EXTRACTED RECORDS:
-.-.-

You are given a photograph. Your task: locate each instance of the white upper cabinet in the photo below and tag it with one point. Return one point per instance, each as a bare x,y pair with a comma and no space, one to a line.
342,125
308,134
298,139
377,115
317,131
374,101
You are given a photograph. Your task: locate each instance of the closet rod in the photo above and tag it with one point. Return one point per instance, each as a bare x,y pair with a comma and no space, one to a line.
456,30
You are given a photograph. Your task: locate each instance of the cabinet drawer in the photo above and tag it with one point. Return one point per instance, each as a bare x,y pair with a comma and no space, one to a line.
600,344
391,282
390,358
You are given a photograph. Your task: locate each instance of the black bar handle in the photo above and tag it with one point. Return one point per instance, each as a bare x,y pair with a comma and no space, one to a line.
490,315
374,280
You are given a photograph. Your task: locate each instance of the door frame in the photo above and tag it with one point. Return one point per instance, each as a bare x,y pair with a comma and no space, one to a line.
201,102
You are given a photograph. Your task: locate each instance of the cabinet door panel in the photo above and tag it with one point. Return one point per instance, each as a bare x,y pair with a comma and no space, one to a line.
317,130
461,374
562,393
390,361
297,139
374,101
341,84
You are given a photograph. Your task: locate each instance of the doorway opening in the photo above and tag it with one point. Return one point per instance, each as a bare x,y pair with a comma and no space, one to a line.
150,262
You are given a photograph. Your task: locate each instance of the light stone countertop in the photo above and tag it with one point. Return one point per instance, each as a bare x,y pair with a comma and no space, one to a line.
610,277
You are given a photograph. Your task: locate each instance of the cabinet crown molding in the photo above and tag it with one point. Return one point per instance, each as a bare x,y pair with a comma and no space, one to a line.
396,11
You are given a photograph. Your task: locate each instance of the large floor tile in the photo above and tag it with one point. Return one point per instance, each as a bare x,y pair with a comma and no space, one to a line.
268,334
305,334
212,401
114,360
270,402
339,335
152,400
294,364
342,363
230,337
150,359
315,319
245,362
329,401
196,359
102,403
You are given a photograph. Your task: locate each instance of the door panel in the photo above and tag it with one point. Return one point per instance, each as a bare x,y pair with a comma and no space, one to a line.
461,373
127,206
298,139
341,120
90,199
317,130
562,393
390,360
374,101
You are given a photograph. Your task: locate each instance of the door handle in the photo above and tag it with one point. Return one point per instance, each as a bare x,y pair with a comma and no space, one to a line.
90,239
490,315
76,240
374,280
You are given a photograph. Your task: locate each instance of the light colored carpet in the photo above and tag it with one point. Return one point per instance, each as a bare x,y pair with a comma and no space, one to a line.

-.-.-

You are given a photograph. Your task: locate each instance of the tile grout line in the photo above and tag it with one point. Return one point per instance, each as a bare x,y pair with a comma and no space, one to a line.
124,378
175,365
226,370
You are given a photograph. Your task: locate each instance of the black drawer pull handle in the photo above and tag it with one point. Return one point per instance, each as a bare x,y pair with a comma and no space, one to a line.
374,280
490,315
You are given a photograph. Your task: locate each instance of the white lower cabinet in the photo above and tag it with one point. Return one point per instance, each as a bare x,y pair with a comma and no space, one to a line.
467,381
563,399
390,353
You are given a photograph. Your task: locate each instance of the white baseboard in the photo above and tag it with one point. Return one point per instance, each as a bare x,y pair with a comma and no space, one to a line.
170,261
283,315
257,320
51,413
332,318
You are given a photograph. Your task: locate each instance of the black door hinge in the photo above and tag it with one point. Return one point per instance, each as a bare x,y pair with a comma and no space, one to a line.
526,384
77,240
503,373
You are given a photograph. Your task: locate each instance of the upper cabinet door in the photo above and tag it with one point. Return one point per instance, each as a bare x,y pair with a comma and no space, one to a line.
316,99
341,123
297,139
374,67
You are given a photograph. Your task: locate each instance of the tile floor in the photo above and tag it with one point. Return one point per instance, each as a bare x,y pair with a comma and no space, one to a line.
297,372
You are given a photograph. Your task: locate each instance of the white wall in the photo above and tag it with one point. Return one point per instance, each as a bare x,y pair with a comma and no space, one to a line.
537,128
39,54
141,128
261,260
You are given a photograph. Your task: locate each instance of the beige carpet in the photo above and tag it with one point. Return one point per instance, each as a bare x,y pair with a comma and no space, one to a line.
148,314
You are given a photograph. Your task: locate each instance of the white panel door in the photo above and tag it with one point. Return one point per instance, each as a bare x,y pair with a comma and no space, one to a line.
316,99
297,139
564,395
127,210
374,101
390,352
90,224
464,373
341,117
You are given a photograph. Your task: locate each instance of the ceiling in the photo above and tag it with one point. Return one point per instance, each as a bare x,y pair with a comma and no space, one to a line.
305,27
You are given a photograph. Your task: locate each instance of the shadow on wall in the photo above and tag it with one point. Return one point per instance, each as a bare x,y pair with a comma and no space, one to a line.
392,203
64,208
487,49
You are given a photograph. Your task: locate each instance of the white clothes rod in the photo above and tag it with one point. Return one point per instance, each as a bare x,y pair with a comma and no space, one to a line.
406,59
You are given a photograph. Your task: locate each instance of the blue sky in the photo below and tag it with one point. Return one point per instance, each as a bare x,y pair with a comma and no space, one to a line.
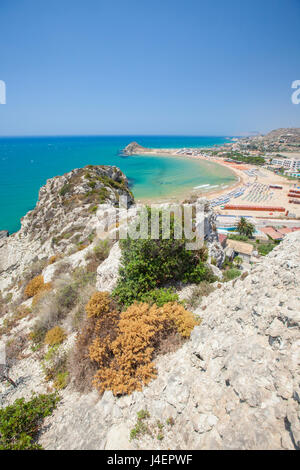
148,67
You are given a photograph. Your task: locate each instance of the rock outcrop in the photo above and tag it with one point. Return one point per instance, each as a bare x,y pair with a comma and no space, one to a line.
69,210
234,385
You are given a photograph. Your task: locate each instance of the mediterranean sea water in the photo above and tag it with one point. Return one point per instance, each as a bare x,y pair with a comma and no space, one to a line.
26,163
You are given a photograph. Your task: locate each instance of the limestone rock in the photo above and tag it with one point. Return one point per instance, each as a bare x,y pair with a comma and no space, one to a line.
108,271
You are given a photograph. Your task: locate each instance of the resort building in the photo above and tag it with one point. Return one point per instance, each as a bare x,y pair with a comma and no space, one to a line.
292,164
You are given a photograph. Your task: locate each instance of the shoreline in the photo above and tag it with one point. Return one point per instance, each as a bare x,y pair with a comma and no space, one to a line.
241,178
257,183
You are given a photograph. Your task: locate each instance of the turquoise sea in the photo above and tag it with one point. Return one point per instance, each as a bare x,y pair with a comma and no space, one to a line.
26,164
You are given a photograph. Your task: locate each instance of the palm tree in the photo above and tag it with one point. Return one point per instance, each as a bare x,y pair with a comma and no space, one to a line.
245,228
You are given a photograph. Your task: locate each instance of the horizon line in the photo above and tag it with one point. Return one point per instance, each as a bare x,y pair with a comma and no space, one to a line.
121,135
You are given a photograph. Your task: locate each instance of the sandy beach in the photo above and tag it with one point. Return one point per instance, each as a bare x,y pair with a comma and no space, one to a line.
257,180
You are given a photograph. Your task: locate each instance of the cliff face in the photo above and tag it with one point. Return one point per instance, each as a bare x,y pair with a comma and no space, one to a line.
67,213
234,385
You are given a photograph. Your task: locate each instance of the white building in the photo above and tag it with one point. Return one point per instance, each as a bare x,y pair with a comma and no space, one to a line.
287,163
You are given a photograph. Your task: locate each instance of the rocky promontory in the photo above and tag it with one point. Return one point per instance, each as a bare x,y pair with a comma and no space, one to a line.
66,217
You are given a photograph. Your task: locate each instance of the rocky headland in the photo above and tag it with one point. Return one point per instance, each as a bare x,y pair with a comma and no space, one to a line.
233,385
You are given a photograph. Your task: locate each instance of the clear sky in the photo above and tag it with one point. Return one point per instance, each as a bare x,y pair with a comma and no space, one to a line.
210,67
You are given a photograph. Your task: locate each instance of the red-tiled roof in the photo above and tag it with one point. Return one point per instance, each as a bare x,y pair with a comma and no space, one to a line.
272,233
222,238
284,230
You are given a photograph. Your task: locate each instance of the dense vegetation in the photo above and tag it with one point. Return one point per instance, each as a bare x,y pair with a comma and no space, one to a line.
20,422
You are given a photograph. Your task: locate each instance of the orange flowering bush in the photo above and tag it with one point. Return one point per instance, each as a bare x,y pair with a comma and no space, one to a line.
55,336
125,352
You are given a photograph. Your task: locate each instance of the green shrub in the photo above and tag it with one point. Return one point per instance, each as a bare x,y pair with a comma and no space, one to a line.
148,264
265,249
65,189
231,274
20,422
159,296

-.-.-

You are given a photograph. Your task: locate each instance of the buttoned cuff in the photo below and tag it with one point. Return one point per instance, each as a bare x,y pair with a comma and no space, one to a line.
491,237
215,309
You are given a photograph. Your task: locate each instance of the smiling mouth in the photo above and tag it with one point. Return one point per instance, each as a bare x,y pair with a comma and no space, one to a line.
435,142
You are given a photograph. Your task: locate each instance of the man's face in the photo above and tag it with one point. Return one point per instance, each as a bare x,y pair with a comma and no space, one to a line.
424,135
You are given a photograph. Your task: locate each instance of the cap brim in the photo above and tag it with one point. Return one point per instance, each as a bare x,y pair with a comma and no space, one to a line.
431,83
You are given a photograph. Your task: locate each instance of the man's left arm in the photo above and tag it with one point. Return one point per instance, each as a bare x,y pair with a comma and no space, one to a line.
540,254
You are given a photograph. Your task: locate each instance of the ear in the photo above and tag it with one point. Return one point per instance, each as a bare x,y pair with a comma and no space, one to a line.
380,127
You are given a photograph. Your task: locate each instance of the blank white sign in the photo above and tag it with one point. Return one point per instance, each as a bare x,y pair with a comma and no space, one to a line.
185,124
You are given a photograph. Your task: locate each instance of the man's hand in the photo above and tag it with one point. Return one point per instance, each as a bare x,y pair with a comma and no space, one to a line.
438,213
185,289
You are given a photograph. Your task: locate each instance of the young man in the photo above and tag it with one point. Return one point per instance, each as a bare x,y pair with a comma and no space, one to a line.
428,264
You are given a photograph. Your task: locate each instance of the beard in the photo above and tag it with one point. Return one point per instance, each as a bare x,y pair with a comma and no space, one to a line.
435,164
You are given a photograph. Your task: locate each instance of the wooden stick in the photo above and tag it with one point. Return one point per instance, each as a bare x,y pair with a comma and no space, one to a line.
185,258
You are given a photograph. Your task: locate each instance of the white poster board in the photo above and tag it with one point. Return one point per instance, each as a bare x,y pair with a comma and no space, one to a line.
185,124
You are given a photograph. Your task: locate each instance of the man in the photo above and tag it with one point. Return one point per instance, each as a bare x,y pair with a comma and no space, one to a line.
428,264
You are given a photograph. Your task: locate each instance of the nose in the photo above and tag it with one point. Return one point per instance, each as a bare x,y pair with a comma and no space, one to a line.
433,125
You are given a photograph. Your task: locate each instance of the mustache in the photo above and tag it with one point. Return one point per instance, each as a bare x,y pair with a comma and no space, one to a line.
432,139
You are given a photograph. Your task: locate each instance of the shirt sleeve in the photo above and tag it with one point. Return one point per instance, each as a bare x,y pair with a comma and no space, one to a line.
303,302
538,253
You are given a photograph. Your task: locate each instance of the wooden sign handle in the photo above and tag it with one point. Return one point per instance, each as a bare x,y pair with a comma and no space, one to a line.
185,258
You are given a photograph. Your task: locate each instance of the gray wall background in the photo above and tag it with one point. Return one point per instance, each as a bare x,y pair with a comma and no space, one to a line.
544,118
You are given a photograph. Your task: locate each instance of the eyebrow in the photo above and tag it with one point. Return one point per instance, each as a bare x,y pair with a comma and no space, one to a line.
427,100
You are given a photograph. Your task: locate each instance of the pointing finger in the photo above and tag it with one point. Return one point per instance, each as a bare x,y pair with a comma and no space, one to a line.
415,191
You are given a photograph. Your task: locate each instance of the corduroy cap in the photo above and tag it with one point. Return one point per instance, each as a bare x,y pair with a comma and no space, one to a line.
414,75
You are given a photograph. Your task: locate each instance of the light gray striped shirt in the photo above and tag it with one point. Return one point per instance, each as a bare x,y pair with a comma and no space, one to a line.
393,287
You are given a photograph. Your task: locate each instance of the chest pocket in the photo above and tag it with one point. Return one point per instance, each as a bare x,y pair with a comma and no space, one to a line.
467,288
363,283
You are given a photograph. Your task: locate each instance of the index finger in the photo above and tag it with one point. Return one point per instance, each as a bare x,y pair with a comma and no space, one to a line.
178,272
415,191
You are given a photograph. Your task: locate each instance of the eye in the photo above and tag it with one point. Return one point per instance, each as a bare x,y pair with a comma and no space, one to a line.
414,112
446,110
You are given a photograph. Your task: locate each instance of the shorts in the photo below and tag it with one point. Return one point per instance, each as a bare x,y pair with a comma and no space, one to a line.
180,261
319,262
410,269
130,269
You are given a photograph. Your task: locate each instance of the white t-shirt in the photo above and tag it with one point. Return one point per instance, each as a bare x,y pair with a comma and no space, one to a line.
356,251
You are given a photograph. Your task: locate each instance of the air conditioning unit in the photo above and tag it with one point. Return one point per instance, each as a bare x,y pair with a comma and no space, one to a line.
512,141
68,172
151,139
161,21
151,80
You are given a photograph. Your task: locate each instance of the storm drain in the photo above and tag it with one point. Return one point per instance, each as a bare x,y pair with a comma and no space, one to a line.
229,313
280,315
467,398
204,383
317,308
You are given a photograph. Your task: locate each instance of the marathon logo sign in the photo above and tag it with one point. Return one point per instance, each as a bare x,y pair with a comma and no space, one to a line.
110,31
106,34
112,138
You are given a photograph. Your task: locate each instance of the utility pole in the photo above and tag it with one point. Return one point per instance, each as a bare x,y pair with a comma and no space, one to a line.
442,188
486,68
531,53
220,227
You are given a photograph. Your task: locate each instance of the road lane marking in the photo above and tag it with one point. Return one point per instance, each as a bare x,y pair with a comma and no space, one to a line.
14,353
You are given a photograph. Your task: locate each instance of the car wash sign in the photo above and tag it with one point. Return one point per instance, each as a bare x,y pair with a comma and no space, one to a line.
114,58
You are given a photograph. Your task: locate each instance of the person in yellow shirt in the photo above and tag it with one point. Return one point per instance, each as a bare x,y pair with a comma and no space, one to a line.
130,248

-.-.-

Give the items from the line with "the door handle" up to and including the line with "the light colored" as a Markdown table with columns No. and Line, one row per line, skipping any blank lines.

FINAL RESULT:
| No. | Line |
|---|---|
| 1 | You are given a photograph. Your task: locate each instance of the door handle in the photo above and tag it with one point. Return one point per instance, each as a bare x,y pair with a comma and no space, one to a line. |
| 2 | 90,239 |
| 3 | 490,315 |
| 4 | 76,240 |
| 5 | 374,280 |
| 6 | You are given a photograph. Your task: locate each instance of the light colored carpet in the photo above and tag it with one point. Return one point per instance, each as a bare x,y pair with a comma and no space, one to a line. |